• [Instructions for the task] Write out all of the rows below verbatim, leaving the pictures out.

>> Begin Materials provided

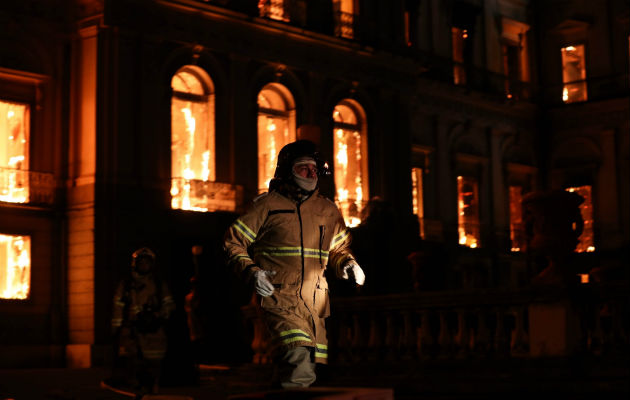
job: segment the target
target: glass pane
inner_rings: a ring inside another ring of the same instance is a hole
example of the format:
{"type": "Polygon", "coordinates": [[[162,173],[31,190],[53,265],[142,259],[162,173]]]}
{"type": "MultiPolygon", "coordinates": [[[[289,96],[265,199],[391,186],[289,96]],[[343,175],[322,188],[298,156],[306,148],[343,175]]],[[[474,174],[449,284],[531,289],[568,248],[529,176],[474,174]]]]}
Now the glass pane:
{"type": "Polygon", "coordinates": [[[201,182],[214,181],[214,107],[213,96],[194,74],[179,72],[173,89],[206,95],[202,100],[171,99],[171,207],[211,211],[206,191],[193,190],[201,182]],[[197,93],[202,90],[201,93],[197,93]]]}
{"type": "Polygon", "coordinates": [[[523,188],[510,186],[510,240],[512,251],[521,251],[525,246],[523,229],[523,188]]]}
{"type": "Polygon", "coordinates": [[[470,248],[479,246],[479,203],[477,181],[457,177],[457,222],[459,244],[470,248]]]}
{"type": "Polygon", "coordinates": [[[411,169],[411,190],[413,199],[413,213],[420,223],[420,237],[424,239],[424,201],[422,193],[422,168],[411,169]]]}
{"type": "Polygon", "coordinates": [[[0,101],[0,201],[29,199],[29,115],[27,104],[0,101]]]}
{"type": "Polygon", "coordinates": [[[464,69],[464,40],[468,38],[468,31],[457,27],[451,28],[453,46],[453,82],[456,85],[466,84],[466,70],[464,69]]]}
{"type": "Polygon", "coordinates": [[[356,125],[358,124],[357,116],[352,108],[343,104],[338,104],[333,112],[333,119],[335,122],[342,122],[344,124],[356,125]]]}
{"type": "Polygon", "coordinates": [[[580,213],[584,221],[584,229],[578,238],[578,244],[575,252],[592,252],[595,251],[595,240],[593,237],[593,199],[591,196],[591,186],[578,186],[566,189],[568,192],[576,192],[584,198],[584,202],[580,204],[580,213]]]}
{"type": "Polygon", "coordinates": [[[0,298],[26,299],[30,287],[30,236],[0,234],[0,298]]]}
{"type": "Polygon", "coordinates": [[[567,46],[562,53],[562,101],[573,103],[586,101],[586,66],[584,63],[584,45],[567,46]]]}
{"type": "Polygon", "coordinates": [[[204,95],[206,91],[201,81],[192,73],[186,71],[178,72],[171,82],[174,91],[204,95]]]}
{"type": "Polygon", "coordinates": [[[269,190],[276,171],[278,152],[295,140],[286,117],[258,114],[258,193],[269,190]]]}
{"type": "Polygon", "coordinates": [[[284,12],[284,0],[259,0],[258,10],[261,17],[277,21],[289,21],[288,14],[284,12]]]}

>> End Materials provided

• [Final result]
job: segment the target
target: glass pane
inner_rings: a ring inside another ring of the same instance is a hole
example of the format:
{"type": "Polygon", "coordinates": [[[162,173],[31,190],[53,265],[142,259],[162,173]]]}
{"type": "MultiPolygon", "coordinates": [[[[289,96],[265,199],[391,186],[289,96]],[[343,175],[322,188],[298,156],[306,148],[343,175]]],[[[474,174],[449,284],[531,289],[568,248],[529,176],[474,174]]]]}
Now the glass pane:
{"type": "Polygon", "coordinates": [[[201,182],[214,181],[214,107],[213,96],[194,74],[179,72],[173,89],[206,95],[202,100],[171,99],[171,207],[211,211],[206,191],[193,190],[201,182]],[[197,93],[202,90],[201,93],[197,93]]]}
{"type": "Polygon", "coordinates": [[[523,188],[510,186],[510,240],[512,251],[521,251],[525,246],[523,229],[523,188]]]}
{"type": "Polygon", "coordinates": [[[470,248],[479,246],[479,203],[477,181],[457,177],[457,222],[459,244],[470,248]]]}
{"type": "Polygon", "coordinates": [[[411,169],[411,190],[413,199],[413,213],[420,223],[420,237],[424,239],[424,201],[422,193],[422,168],[411,169]]]}
{"type": "Polygon", "coordinates": [[[0,101],[0,201],[29,199],[29,115],[27,104],[0,101]]]}
{"type": "Polygon", "coordinates": [[[464,69],[464,40],[468,38],[468,31],[457,27],[451,28],[453,46],[453,82],[456,85],[466,84],[466,70],[464,69]]]}
{"type": "Polygon", "coordinates": [[[356,125],[358,124],[357,116],[352,108],[343,104],[338,104],[333,112],[333,119],[335,122],[342,122],[344,124],[356,125]]]}
{"type": "Polygon", "coordinates": [[[580,213],[584,221],[584,229],[578,238],[578,244],[575,252],[592,252],[595,251],[595,240],[593,237],[593,199],[591,196],[591,186],[578,186],[566,189],[568,192],[576,192],[584,198],[584,202],[580,204],[580,213]]]}
{"type": "Polygon", "coordinates": [[[0,298],[26,299],[30,287],[30,236],[0,234],[0,298]]]}
{"type": "Polygon", "coordinates": [[[567,46],[562,53],[562,101],[573,103],[586,101],[586,66],[584,63],[584,45],[567,46]]]}
{"type": "Polygon", "coordinates": [[[204,95],[206,91],[201,81],[192,73],[186,71],[178,72],[171,82],[174,91],[204,95]]]}
{"type": "Polygon", "coordinates": [[[269,190],[276,171],[278,152],[295,140],[286,117],[258,114],[258,193],[269,190]]]}
{"type": "Polygon", "coordinates": [[[284,12],[284,0],[259,0],[258,10],[261,17],[277,21],[289,21],[288,14],[284,12]]]}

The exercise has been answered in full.